● PASSAGE PROVIDED
The Marantette House is a private house located on Simpson Road in Mendon, Michigan. It is significant as an impressive vernacular version of Greek Revival architecture. Located along the St. Joseph River, it is also one of the few local examples of a riverfront orientation of a house, dating from when river traffic dominated area transportation. The house was listed on the National Register of Historic Places in 1973.

It was built for Patrick Marantette from Detroit, who settled here in the 1830s as a trader with the Potawatomi and related Indians. Marantette descendants kept the house in the family into the 1970s.

==History==
In 1829, brothers Peter and James Godfroy from Detroit established a trading post on this site, which was then called Nottawaseepe by the local Potawatomi, who had merged with some Odawa and Ojibwa (or, Chippewa, as they were known in the United States). The brothers' father, Col. Gabriel Godfroy, was the Sub-Agent of Indian Affairs for the Michigan Territory.

● DATA SECTION
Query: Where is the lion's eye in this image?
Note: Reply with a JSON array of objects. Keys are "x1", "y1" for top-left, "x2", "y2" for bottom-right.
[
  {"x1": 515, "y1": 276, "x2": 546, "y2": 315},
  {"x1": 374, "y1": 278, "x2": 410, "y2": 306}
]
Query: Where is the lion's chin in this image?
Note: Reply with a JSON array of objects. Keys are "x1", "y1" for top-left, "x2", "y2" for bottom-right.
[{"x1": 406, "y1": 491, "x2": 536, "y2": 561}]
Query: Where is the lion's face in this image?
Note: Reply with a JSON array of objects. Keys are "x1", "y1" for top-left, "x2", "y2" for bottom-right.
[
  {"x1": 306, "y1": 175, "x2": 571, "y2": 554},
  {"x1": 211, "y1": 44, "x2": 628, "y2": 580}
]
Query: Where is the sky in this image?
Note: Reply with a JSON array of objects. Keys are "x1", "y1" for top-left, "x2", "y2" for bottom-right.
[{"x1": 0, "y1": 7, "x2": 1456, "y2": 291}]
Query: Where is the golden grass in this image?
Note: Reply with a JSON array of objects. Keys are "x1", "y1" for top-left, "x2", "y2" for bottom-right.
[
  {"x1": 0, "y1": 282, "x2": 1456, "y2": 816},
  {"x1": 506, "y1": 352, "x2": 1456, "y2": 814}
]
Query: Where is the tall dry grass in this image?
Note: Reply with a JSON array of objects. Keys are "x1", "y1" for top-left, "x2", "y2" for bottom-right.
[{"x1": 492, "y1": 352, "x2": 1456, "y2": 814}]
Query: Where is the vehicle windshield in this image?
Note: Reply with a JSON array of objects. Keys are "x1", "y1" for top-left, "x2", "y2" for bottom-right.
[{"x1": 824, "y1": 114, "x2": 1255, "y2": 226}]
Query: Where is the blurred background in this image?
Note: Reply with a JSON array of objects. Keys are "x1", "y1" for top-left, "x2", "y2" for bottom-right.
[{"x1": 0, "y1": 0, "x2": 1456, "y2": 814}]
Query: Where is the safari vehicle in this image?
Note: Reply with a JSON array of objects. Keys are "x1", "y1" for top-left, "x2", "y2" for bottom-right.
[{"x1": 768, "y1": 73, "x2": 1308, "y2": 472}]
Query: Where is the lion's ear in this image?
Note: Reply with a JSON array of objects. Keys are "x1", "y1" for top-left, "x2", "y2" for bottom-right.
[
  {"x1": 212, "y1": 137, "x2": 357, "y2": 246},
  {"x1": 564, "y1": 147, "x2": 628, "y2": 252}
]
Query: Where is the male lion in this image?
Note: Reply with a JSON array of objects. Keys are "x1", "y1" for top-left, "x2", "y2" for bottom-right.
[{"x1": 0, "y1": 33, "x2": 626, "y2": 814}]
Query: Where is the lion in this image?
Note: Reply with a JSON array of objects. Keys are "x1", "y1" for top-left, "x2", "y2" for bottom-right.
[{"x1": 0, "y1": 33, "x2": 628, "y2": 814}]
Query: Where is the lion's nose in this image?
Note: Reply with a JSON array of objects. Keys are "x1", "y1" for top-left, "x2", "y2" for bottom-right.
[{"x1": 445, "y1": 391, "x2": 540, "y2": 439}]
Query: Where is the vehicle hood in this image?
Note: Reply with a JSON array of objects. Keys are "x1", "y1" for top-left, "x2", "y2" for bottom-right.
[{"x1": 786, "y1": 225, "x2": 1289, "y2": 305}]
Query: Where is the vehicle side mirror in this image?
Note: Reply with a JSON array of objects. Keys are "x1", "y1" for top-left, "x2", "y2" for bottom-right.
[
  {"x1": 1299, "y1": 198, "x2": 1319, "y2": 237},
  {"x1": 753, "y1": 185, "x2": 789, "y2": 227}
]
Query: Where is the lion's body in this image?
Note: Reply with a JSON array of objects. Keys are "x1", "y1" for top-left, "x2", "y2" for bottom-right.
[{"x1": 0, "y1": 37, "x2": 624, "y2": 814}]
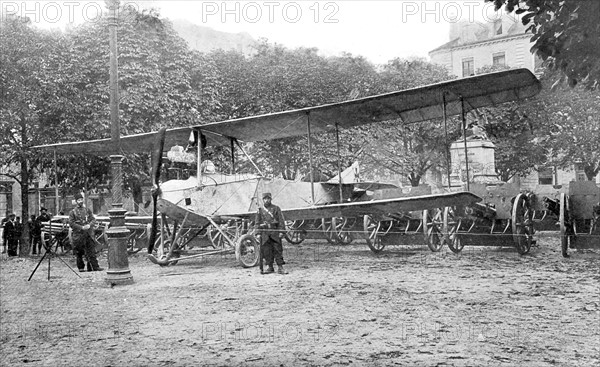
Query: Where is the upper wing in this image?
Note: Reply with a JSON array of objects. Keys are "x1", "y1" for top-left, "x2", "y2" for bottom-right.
[
  {"x1": 282, "y1": 192, "x2": 481, "y2": 220},
  {"x1": 35, "y1": 69, "x2": 541, "y2": 155}
]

● EXERCISE TASKS
#1 List every person named in the passage on the Marantette House.
#2 Answer these from the passage on the Marantette House:
(a) In what year was the house listed on the National Register of Historic Places?
(b) In what year did the Godfroy brothers set up their trading post?
(c) Along which river is the house located?
#3 Please retype the passage on the Marantette House starting at "The Marantette House" and ending at "Places in 1973.".
The records come from a different source than the text.

● ANSWERS TO THIS EXERCISE
#1
Patrick Marantette
Peter Godfroy
James Godfroy
Gabriel Godfroy

#2
(a) 1973
(b) 1829
(c) The St. Joseph River

#3
The Marantette House is a private house located on Simpson Road in Mendon, Michigan. It is significant as an impressive vernacular version of Greek Revival architecture. Located along the St. Joseph River, it is also one of the few local examples of a riverfront orientation of a house, dating from when river traffic dominated area transportation. The house was listed on the National Register of Historic Places in 1973.